**ACTION ITEM**
Your answer should consist of the lines in the data below that contain "light".

**RECORDS FOR THE EXERCISE**
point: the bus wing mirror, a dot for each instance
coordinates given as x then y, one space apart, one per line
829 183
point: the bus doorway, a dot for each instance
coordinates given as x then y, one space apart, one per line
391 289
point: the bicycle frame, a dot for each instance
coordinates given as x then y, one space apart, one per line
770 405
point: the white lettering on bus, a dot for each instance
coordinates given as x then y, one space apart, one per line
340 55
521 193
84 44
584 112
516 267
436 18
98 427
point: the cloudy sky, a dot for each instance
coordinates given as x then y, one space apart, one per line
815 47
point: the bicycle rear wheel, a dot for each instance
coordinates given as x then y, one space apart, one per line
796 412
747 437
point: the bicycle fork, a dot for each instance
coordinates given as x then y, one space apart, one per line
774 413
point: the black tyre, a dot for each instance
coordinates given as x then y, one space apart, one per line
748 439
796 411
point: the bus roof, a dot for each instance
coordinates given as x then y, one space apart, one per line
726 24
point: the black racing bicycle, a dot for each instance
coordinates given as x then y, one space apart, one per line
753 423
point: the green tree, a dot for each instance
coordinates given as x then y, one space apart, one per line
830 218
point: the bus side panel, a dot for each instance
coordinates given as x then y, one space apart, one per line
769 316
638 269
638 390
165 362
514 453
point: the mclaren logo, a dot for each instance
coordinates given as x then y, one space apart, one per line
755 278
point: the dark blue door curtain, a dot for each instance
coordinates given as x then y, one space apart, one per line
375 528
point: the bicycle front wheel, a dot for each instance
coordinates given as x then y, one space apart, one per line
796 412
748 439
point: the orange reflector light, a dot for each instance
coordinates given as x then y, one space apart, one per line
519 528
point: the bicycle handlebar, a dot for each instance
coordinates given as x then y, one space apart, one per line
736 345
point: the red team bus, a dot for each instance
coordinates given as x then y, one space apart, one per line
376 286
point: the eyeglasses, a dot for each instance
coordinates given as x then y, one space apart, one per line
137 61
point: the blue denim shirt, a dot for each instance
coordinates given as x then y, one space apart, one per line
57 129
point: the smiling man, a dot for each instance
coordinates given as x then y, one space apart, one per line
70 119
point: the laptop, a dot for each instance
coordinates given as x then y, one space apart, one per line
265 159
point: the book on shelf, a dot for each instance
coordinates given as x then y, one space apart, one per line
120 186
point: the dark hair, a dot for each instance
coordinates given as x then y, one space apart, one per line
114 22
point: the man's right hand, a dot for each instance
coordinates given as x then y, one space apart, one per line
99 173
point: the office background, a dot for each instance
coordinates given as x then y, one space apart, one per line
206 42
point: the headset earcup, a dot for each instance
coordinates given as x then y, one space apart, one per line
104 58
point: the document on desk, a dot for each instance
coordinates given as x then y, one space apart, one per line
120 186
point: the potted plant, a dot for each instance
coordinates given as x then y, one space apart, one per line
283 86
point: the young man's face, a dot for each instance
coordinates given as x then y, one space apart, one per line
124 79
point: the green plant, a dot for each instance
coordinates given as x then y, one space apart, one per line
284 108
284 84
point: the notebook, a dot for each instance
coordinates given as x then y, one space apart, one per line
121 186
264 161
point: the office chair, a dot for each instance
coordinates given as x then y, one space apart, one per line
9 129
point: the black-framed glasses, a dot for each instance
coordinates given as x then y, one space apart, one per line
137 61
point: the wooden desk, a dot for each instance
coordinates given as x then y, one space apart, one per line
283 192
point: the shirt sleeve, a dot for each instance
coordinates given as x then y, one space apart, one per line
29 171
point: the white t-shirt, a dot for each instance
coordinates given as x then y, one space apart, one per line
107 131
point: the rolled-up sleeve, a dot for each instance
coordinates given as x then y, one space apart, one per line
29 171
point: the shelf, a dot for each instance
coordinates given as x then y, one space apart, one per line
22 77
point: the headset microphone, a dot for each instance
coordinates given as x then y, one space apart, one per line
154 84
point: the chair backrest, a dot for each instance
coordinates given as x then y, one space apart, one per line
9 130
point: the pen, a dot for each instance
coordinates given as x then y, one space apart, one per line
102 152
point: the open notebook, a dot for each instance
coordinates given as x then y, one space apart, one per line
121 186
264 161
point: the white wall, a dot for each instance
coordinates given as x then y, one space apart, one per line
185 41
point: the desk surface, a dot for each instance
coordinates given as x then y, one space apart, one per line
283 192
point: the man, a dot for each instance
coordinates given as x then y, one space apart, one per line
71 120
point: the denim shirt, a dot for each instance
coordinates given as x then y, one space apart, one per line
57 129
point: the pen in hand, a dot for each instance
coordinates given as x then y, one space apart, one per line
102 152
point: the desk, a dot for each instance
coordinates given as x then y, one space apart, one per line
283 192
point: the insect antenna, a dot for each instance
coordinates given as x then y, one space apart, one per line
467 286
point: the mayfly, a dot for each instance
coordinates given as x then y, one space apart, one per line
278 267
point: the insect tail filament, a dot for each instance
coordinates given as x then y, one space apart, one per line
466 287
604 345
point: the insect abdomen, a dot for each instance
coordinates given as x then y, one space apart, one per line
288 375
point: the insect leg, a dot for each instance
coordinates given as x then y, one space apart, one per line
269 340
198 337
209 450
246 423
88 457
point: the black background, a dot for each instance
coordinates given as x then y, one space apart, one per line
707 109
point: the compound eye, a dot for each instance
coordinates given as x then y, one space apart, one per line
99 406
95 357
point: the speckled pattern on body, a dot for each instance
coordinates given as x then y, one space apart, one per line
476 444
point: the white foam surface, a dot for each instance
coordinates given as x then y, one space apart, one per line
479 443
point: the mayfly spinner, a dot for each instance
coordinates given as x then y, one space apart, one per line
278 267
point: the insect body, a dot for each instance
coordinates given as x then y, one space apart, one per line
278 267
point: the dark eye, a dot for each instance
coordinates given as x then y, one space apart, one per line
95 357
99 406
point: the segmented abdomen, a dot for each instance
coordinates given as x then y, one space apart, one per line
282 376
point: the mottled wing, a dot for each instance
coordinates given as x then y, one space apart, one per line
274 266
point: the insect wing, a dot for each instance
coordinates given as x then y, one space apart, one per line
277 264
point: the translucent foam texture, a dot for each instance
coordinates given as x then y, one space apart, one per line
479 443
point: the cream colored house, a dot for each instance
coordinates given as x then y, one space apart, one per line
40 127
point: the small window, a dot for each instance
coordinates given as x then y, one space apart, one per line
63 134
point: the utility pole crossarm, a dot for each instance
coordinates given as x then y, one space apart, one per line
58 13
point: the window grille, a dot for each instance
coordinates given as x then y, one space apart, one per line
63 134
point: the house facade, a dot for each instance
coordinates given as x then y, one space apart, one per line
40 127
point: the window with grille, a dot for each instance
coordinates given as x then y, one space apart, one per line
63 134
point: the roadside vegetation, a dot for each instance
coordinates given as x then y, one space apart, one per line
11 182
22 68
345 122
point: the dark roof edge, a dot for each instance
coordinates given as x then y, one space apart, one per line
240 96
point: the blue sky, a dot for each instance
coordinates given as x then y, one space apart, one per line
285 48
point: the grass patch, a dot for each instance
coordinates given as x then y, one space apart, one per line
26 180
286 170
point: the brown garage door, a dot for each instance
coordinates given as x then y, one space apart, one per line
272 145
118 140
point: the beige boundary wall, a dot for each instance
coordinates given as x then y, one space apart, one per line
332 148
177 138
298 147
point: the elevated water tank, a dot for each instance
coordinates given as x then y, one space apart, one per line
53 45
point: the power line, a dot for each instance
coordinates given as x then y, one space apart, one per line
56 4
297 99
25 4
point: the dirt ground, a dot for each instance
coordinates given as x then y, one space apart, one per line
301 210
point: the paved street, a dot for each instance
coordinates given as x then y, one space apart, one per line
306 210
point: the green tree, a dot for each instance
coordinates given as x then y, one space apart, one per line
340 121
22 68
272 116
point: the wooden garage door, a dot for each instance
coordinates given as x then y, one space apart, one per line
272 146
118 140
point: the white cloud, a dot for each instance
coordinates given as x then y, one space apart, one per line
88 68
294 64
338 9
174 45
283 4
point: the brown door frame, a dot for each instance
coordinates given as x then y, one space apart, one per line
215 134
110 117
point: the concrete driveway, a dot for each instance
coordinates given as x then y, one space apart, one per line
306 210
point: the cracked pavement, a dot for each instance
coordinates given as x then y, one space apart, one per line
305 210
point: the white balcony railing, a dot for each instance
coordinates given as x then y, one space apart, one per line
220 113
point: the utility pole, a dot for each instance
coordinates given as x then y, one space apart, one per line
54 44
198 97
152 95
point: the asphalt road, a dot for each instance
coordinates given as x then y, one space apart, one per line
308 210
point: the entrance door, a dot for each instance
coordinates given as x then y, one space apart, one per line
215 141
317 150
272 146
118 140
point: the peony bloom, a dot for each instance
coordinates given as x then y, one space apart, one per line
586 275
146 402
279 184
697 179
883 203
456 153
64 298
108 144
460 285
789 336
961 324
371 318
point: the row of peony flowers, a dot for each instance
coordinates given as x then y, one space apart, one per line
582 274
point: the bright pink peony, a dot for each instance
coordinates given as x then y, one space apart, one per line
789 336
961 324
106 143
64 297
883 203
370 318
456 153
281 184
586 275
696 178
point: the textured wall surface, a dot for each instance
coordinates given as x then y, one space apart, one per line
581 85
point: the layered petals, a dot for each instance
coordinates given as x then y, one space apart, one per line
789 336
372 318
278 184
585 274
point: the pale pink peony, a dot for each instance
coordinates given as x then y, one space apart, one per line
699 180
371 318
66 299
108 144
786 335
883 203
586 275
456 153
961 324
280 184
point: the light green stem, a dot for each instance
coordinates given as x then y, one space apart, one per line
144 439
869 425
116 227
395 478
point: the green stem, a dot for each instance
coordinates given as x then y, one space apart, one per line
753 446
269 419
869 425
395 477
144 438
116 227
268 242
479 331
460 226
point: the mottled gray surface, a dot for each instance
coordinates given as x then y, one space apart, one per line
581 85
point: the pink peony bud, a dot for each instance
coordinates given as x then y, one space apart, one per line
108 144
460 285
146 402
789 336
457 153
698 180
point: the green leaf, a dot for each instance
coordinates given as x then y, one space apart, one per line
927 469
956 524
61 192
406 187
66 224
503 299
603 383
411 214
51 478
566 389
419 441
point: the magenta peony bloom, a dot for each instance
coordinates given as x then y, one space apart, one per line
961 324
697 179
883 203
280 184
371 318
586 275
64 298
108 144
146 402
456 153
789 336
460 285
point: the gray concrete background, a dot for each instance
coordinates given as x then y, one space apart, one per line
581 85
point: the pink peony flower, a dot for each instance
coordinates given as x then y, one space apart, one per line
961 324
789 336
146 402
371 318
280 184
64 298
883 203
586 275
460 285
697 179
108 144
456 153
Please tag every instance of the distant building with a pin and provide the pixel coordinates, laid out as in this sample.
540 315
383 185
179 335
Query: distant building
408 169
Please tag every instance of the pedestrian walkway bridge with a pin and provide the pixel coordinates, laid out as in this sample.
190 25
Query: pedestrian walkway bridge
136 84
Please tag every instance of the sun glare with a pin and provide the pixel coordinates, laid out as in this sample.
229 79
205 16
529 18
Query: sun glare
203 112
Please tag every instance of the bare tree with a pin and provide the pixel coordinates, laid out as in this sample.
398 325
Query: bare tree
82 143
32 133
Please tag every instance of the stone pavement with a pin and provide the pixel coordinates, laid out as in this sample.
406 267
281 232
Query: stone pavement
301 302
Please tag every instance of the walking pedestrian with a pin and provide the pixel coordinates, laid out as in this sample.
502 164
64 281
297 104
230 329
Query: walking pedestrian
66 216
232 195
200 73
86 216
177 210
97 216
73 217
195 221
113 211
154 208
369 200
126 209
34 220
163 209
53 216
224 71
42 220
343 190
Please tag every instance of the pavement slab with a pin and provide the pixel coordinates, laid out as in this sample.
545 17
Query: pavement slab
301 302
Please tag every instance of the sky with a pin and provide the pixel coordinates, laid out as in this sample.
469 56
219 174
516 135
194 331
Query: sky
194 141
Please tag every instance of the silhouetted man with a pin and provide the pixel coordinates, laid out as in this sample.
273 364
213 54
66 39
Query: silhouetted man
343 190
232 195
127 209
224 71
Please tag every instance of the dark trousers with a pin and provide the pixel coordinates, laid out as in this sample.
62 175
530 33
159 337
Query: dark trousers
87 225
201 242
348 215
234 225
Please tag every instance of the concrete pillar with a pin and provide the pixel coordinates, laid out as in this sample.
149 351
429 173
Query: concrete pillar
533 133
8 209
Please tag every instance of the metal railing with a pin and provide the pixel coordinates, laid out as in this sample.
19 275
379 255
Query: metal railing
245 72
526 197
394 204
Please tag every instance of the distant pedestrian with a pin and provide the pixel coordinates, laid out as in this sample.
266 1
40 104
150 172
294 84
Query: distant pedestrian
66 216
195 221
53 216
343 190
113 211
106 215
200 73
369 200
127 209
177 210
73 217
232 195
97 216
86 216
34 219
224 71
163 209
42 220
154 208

**ANSWER BOX**
point: the orange reflector light, a dot for each instance
point: the light green stem, a dot for each instance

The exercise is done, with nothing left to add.